[Phrase grounding data]
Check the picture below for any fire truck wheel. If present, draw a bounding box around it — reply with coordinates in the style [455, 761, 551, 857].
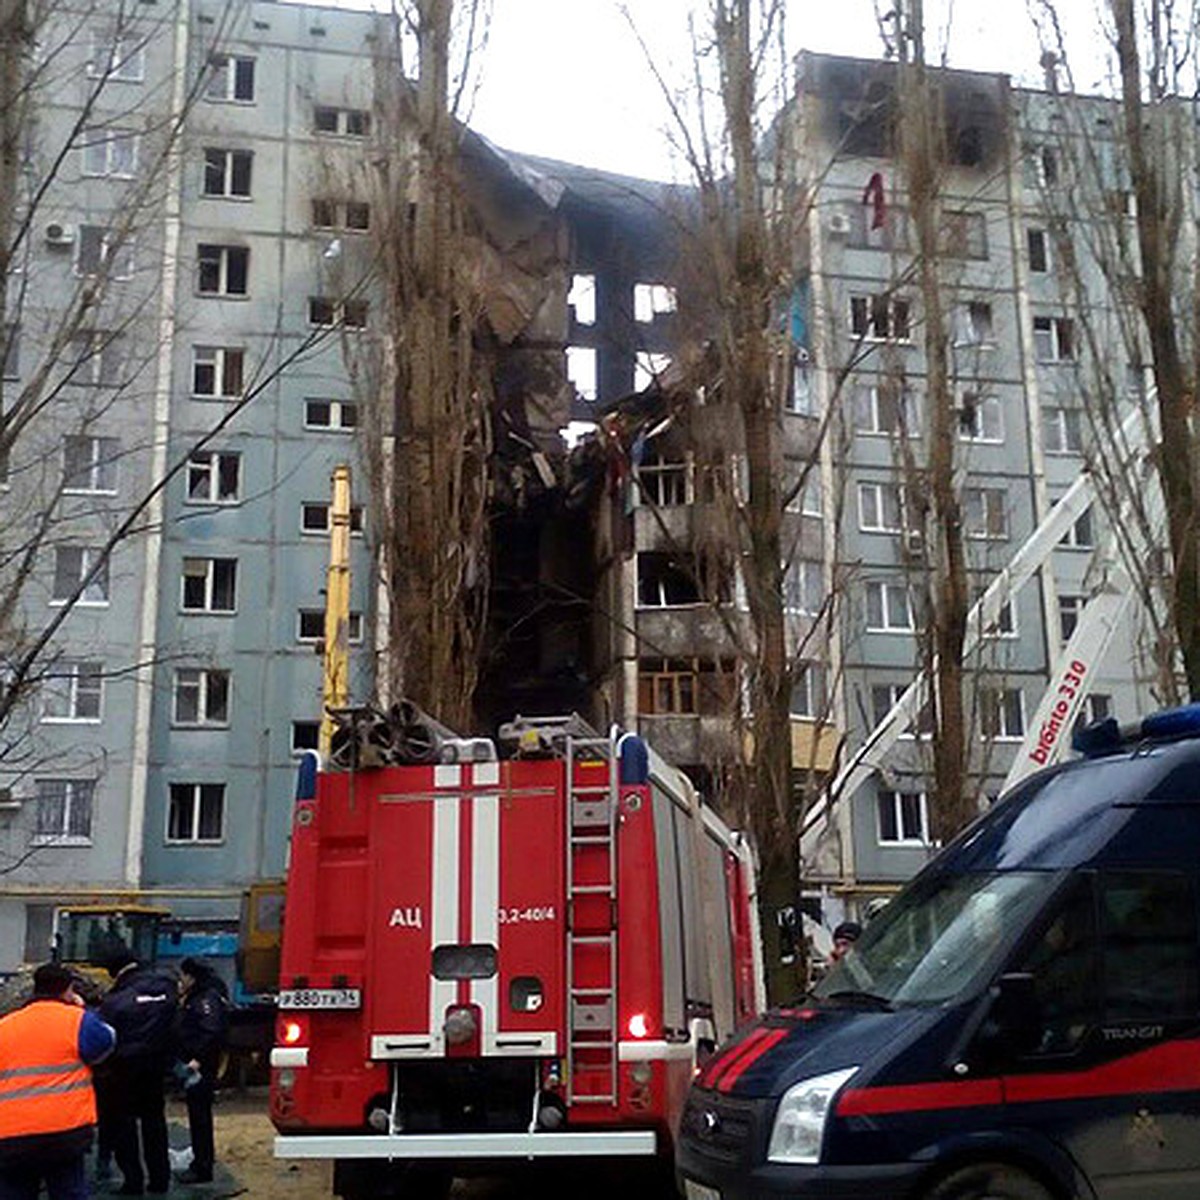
[923, 1162, 1056, 1200]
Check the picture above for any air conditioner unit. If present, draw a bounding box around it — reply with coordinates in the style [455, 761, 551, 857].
[45, 222, 76, 246]
[827, 211, 852, 236]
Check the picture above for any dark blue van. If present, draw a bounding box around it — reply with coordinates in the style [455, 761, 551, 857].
[677, 707, 1200, 1200]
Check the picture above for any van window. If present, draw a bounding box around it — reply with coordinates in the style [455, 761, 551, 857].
[1101, 872, 1198, 1022]
[814, 871, 1054, 1006]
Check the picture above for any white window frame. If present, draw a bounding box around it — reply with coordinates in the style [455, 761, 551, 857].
[191, 345, 244, 398]
[172, 667, 230, 727]
[784, 560, 824, 616]
[308, 296, 368, 328]
[63, 435, 119, 494]
[955, 300, 995, 348]
[786, 474, 823, 517]
[877, 789, 930, 846]
[76, 226, 134, 280]
[166, 782, 225, 845]
[871, 684, 934, 740]
[790, 661, 827, 719]
[32, 779, 95, 846]
[88, 29, 145, 82]
[965, 487, 1009, 540]
[1033, 315, 1075, 362]
[1043, 407, 1083, 455]
[180, 557, 237, 613]
[853, 384, 920, 437]
[206, 54, 256, 102]
[197, 244, 249, 297]
[866, 580, 914, 632]
[82, 128, 138, 179]
[304, 398, 359, 432]
[52, 546, 109, 606]
[1060, 508, 1095, 550]
[41, 660, 103, 724]
[68, 330, 124, 387]
[850, 294, 912, 343]
[971, 588, 1017, 639]
[296, 609, 363, 645]
[1059, 593, 1085, 640]
[858, 481, 906, 534]
[202, 147, 253, 198]
[313, 106, 371, 137]
[185, 450, 241, 505]
[980, 687, 1026, 741]
[300, 503, 364, 536]
[959, 393, 1004, 443]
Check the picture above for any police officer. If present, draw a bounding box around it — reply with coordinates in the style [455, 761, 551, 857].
[174, 958, 229, 1185]
[99, 951, 176, 1196]
[0, 962, 115, 1200]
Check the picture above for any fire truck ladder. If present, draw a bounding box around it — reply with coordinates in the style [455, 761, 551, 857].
[499, 715, 619, 1106]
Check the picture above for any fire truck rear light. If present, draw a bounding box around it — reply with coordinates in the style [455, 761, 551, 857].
[282, 1020, 304, 1045]
[627, 1013, 650, 1039]
[277, 1068, 295, 1090]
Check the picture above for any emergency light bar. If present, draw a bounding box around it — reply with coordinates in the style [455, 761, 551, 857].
[1074, 702, 1200, 758]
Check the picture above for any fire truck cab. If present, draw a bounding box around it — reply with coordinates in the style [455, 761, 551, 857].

# The task:
Retype all entries exactly, without the images.

# Answer below:
Check the picture below for any fire truck wheel. If present, draw a bounding box around it — reply with coordinates in the style [455, 761, 551, 857].
[923, 1162, 1056, 1200]
Check the picture above for any air conditioner unit. If present, draw a bounding box around it — reply with coordinates in the style [455, 761, 551, 857].
[45, 222, 76, 246]
[827, 211, 852, 236]
Check the picture above for any dark blue van. If present, draw a bounding box around it — reply with coordinates in the style [455, 761, 551, 857].
[677, 707, 1200, 1200]
Check the picture above for any van window. If present, draw a bounding box around it — reply with coordinates in the style [455, 761, 551, 857].
[1101, 872, 1198, 1022]
[814, 871, 1054, 1006]
Check the picture above for any white window frame. If present, draw a bounding box around it — reply with coordinates in the style [455, 761, 551, 857].
[191, 345, 244, 398]
[172, 667, 230, 727]
[784, 560, 824, 616]
[308, 296, 368, 328]
[63, 435, 119, 494]
[955, 300, 995, 348]
[786, 474, 823, 517]
[877, 789, 930, 846]
[76, 226, 134, 280]
[166, 782, 225, 845]
[871, 684, 934, 740]
[790, 661, 827, 719]
[32, 779, 95, 846]
[88, 29, 145, 82]
[965, 487, 1009, 540]
[1033, 315, 1075, 362]
[1043, 407, 1083, 455]
[180, 557, 237, 613]
[853, 384, 920, 437]
[206, 54, 256, 102]
[197, 244, 249, 297]
[866, 580, 914, 632]
[82, 128, 138, 179]
[304, 398, 359, 432]
[52, 546, 109, 606]
[1060, 508, 1095, 550]
[41, 660, 103, 724]
[68, 330, 124, 387]
[850, 294, 912, 343]
[971, 588, 1017, 639]
[296, 609, 363, 645]
[1059, 593, 1085, 640]
[858, 481, 906, 534]
[202, 147, 253, 198]
[313, 106, 371, 137]
[185, 450, 241, 505]
[980, 687, 1026, 741]
[300, 503, 364, 536]
[959, 393, 1004, 443]
Check the picture above for any police officer. If present, draw a bounding box around it — reply with coordinates in the style [455, 761, 551, 857].
[174, 958, 229, 1185]
[99, 951, 176, 1196]
[0, 962, 115, 1200]
Check the picture above for any fire truck ladder. If present, draw a bounding box around it — reply with coordinates in the style [455, 761, 551, 857].
[499, 715, 619, 1106]
Check the picture above for any fire truck rear light. If present, draw a bounding box around it — reply with coordinates in the style [455, 761, 551, 857].
[282, 1020, 304, 1045]
[627, 1013, 650, 1039]
[277, 1068, 295, 1090]
Check the picture above for any emergency light bar. If present, draw a bounding box around it — reply with coordinates in the style [455, 761, 551, 857].
[1074, 702, 1200, 758]
Check the picture above for any fire truck cab. If present, draw a bounding box around it — reply with coordinates in the style [455, 761, 551, 857].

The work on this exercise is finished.